§ AUFGABEN:
a) Prüfe anhand des Textes zum INF-Vertrag, ob diese Aussagen zutreffen: (i) Der Vertrag betrifft nur landgestützte Geräte. (ii) Russland hat den Vertrag am 1. Februar 2019 sistiert. (iii) Als Mittelstrecke gilt eine Reichweite von 500 bis 5.500 km. Antworte jeweils mit Ja oder Nein und zitiere die entscheidenden Worte wörtlich.
b) Übersetze diesen Satz aus dem Text zum INF-Vertrag ins Englische: „Um Ziele in Russland mit Mittelstreckenraketen abzudecken, sind die USA nicht auf die Landstützung angewiesen.“

§ LESETEXT:
=-=-=-=-=
Die beidseitige Sistierung des INF-Vertrages

 

Der INF-Vertrag wurde von den USA] am 1. Februar 2019 per 2. Februar sistiert und zur Kündigung gestellt. Russland hat am 2. Februar dasselbe erklärt. Die Berichterstattung zu diesem Vorgang ist durch das Werfen von Nebelkerzen gekennzeichnet. Deswegen hier Zweierlei:

  • die Essenz in Kürze und
  • etwas zur Analyse der geworfenen Nebelkerzen.

Das Wesentliche

Die Interpretation des INF-Vertrags ist tückisch. Es beginnt damit, dass sein Kurztitel nicht stimmt. „INF Treaty“ steht für „Intermediate-Range Nuclear Forces Treaty“. Sein offizieller Titel schon klärt darüber auf, dass das „nuclear“ da nur hineingesetzt wurde, weil das damals, zu Zeiten des Vertragsschlusses, die relevante Waffenkategorie war. Offiziell ist der Titel des Vertrags „Treaty Between the United States of America and the Union of Soviet Socialist Republics on the Elimination of Their Intermediate-Range and Shorter-Range Missiles“. Zu ergänzen hat man aus dem Inhalt, dass:

  1. es nicht nur um „missiles“ (ballistisch und cruising), sondern auch um „launcher“, also Startgeräte geht;
  2. es allein um landgestützte Geräte geht, Luft- und insbesondere Seestützung ist unberührt;
  3. intermediate“ definiert ist als Reichweite, und zwar von 500 bis 5.500 km.

Die Begrenzung auf landgestützte Systeme ist von entscheidender Bedeutung, denn die USA sind in Europa beziehungsweise in der Nähe des in Europa gelegenen Teils Russlands als eine Seemacht präsent: im Atlantik, in der Ostsee, im Mittelmeer und im Persischen Golf. Um Ziele in Russland mit Mittelstreckenraketen abzudecken, sind die USA nicht auf die Landstützung angewiesen. Russland hingegen ist eine Landmacht, zudem mit Grenzen nicht allein gen Europa.
=-=-=-=-=
§ DATENBLOCK:
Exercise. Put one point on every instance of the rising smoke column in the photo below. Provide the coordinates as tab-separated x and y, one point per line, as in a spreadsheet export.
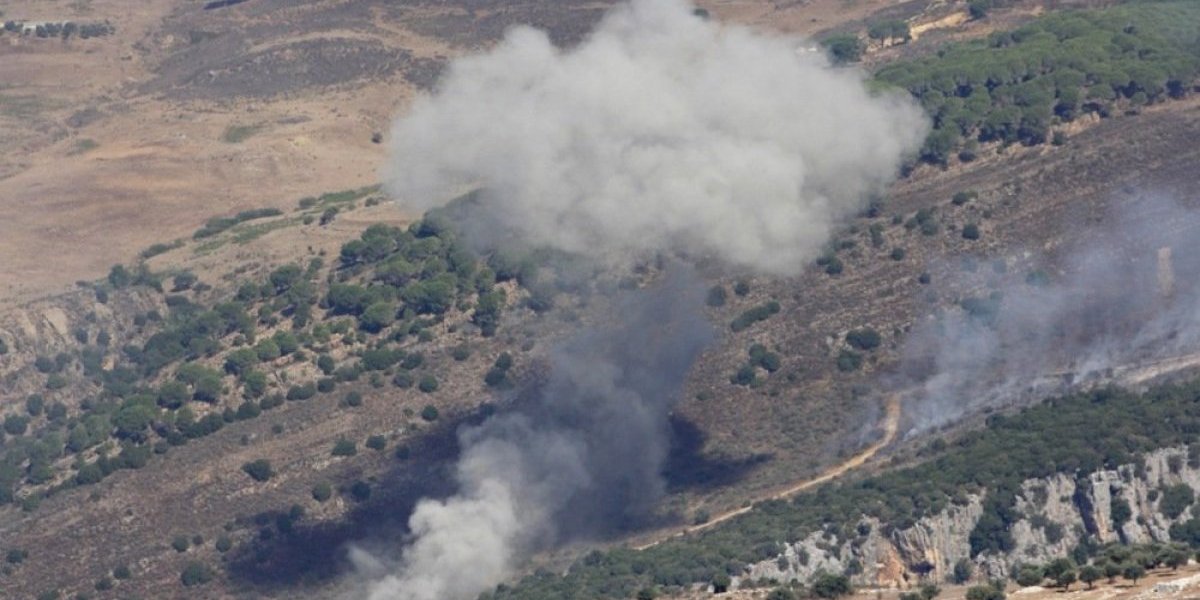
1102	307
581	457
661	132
=-=-=-=-=
§ ANTWORTEN:
a)
(i) Ja: „es allein um landgestützte Geräte geht, Luft- und insbesondere Seestützung ist unberührt“
(ii) Nein: „Russland hat am 2. Februar dasselbe erklärt.“
(iii) Ja: „und zwar von 500 bis 5.500 km“

b) To cover targets in Russia with intermediate-range missiles, the United States does not depend on land basing.